▶ GOAL
Gather every line of the data below that contains the string "this". Case counts, so a line matches only if the letters agree in capitalization.

▶ RECORDS FOR THE TASK
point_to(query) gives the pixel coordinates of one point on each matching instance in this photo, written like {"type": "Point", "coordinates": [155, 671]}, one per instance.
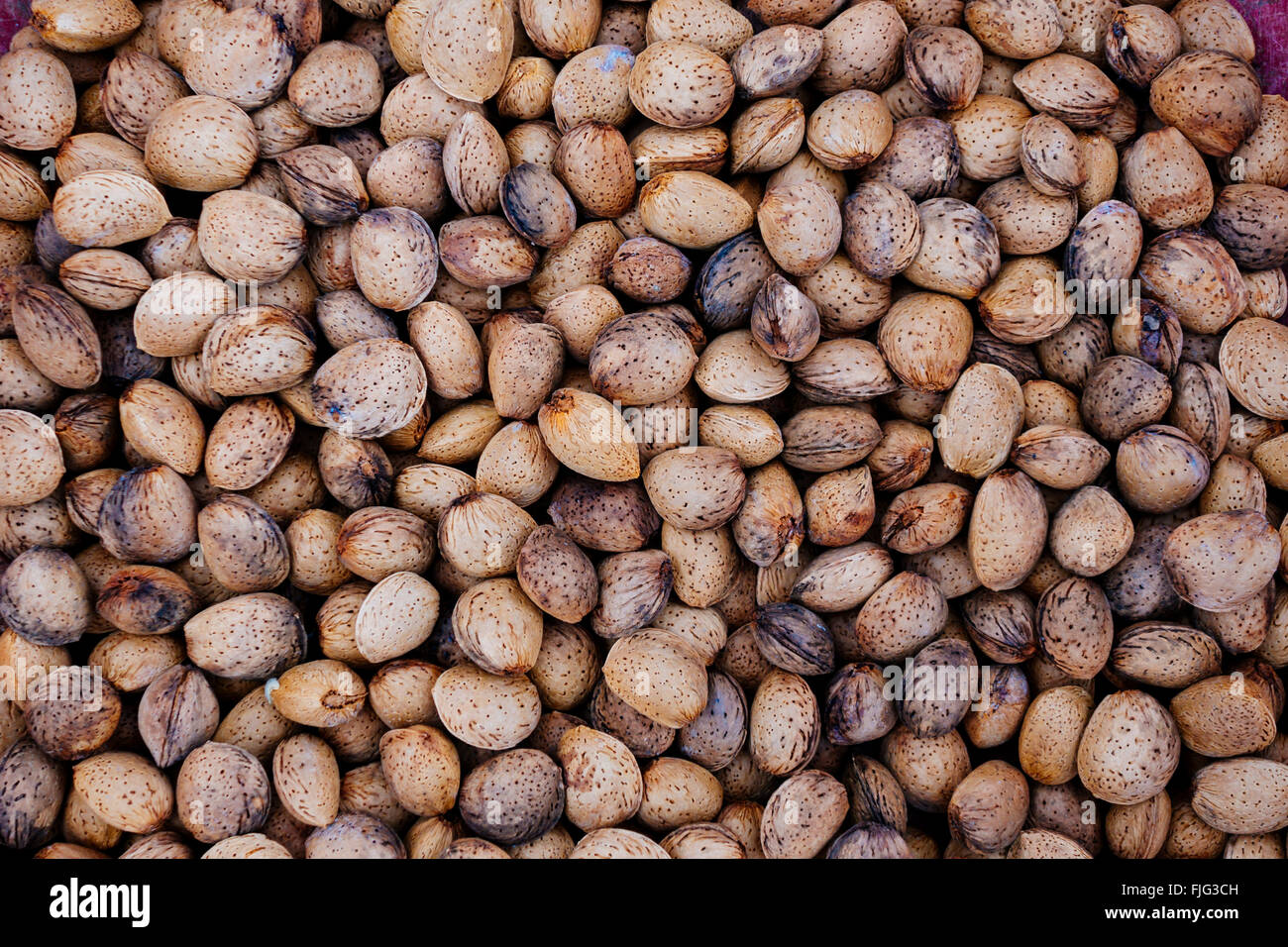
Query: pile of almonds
{"type": "Point", "coordinates": [561, 428]}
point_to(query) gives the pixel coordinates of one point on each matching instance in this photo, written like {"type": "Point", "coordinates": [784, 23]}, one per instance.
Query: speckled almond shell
{"type": "Point", "coordinates": [244, 56]}
{"type": "Point", "coordinates": [467, 46]}
{"type": "Point", "coordinates": [484, 710]}
{"type": "Point", "coordinates": [248, 637]}
{"type": "Point", "coordinates": [108, 209]}
{"type": "Point", "coordinates": [394, 258]}
{"type": "Point", "coordinates": [1129, 749]}
{"type": "Point", "coordinates": [38, 99]}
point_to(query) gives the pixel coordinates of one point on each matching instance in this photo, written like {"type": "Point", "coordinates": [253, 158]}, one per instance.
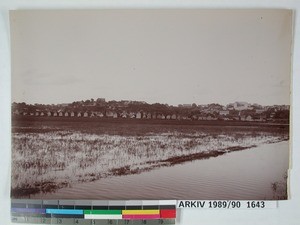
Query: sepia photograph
{"type": "Point", "coordinates": [121, 104]}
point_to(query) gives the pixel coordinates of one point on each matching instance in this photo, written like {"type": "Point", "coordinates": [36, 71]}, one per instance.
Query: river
{"type": "Point", "coordinates": [240, 175]}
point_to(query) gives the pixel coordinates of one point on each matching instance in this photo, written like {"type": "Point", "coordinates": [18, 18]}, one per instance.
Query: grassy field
{"type": "Point", "coordinates": [48, 154]}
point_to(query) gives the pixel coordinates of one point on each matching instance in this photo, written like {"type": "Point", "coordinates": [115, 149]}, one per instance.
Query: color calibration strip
{"type": "Point", "coordinates": [90, 212]}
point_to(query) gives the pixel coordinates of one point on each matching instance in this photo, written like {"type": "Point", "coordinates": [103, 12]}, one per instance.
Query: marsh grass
{"type": "Point", "coordinates": [45, 158]}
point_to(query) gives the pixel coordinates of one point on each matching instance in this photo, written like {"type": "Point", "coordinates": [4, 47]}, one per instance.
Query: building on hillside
{"type": "Point", "coordinates": [224, 112]}
{"type": "Point", "coordinates": [149, 116]}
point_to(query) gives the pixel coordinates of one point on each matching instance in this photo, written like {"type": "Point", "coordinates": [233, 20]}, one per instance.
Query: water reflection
{"type": "Point", "coordinates": [239, 175]}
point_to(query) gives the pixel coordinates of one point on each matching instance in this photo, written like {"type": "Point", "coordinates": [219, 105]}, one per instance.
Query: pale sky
{"type": "Point", "coordinates": [165, 56]}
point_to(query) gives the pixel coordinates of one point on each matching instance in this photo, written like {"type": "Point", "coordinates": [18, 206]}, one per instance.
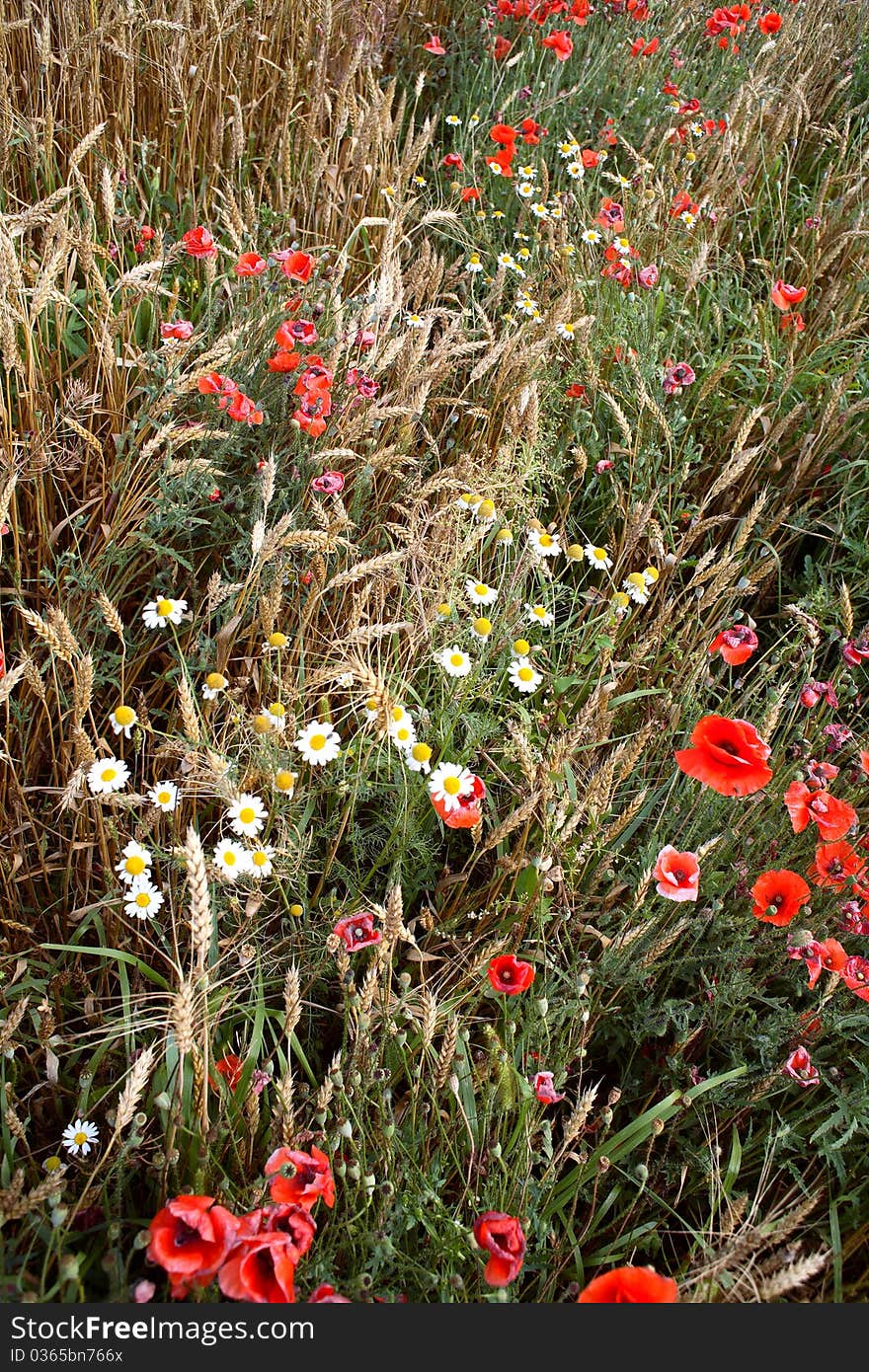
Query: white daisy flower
{"type": "Point", "coordinates": [78, 1136]}
{"type": "Point", "coordinates": [597, 558]}
{"type": "Point", "coordinates": [260, 861]}
{"type": "Point", "coordinates": [540, 615]}
{"type": "Point", "coordinates": [134, 862]}
{"type": "Point", "coordinates": [419, 757]}
{"type": "Point", "coordinates": [319, 744]}
{"type": "Point", "coordinates": [481, 594]}
{"type": "Point", "coordinates": [141, 899]}
{"type": "Point", "coordinates": [284, 782]}
{"type": "Point", "coordinates": [123, 720]}
{"type": "Point", "coordinates": [403, 734]}
{"type": "Point", "coordinates": [108, 776]}
{"type": "Point", "coordinates": [447, 782]}
{"type": "Point", "coordinates": [276, 714]}
{"type": "Point", "coordinates": [636, 587]}
{"type": "Point", "coordinates": [545, 545]}
{"type": "Point", "coordinates": [164, 611]}
{"type": "Point", "coordinates": [213, 685]}
{"type": "Point", "coordinates": [453, 661]}
{"type": "Point", "coordinates": [523, 676]}
{"type": "Point", "coordinates": [247, 815]}
{"type": "Point", "coordinates": [165, 796]}
{"type": "Point", "coordinates": [231, 859]}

▶ EXERCISE ANSWER
point_to(query) gives the pixel coordinates of one point on each matching instance in this photo, written like {"type": "Point", "coordinates": [155, 671]}, one per instance.
point_to(query) gives the pixel coordinates of one point on each matching instance in this photo, written like {"type": "Point", "coordinates": [784, 23]}, one per instance.
point_to(query) gives the pixel coordinates of one point on each matching instance in this photo, written like {"type": "Point", "coordinates": [253, 158]}, one per instance.
point_to(query) gives the pixel coordinates of one point on each matching instance in this photo, written like {"type": "Point", "coordinates": [36, 71]}, one per instance.
point_to(query) gives the pixel coordinates of one point on each matching instance in this photo, written like {"type": "Point", "coordinates": [18, 18]}, one per instance.
point_to(query) gives the pixel coordinates of one point on each matching instance in this photo, written like {"type": "Point", "coordinates": [115, 149]}, one per instance.
point_to(query) gives the pixel coordinates of one point on each matching instance in this photo, written like {"type": "Point", "coordinates": [103, 12]}, one per instance.
point_to(query) gives the pixel coordinates of one point on each matching instance in this photo, written like {"type": "Point", "coordinates": [4, 47]}, one per instance.
point_to(query) gives the pixel coordinates of one point on each matching instance in this photo, written like {"type": "Point", "coordinates": [233, 20]}, one per instance.
point_to(query) gives the pixel coordinates of one point on each matching instance in this photo, written like {"type": "Point", "coordinates": [219, 105]}, one per instance.
point_to(query) gives the pixel coordinates of one point on each matching instance in this photo, written like {"type": "Point", "coordinates": [18, 206]}, one per instance.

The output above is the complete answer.